■ REQUIRED WORK
Without including pictures, set down every record exactly as it stands.
START RECORDS PROVIDED
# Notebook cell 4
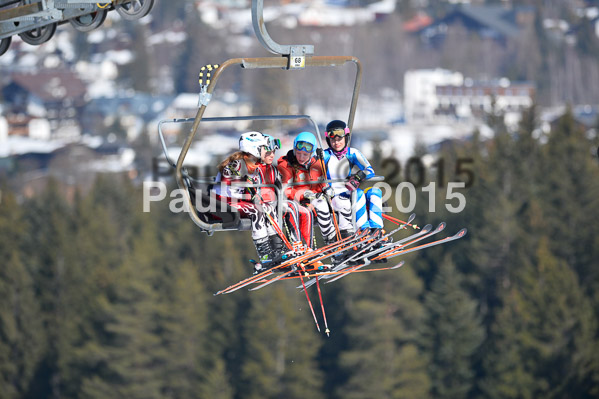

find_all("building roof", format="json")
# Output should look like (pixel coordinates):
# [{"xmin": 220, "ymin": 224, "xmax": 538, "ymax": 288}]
[
  {"xmin": 420, "ymin": 4, "xmax": 531, "ymax": 40},
  {"xmin": 10, "ymin": 69, "xmax": 87, "ymax": 102},
  {"xmin": 403, "ymin": 13, "xmax": 433, "ymax": 33},
  {"xmin": 456, "ymin": 5, "xmax": 521, "ymax": 38}
]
END RECORDS PROVIDED
■ YOUR RESPONSE
# Notebook cell 4

find_all("building roof", format="json")
# Output should look like (pixel coordinates):
# [{"xmin": 220, "ymin": 224, "xmax": 538, "ymax": 288}]
[
  {"xmin": 420, "ymin": 4, "xmax": 531, "ymax": 40},
  {"xmin": 10, "ymin": 69, "xmax": 87, "ymax": 102},
  {"xmin": 403, "ymin": 13, "xmax": 433, "ymax": 33},
  {"xmin": 456, "ymin": 5, "xmax": 521, "ymax": 38}
]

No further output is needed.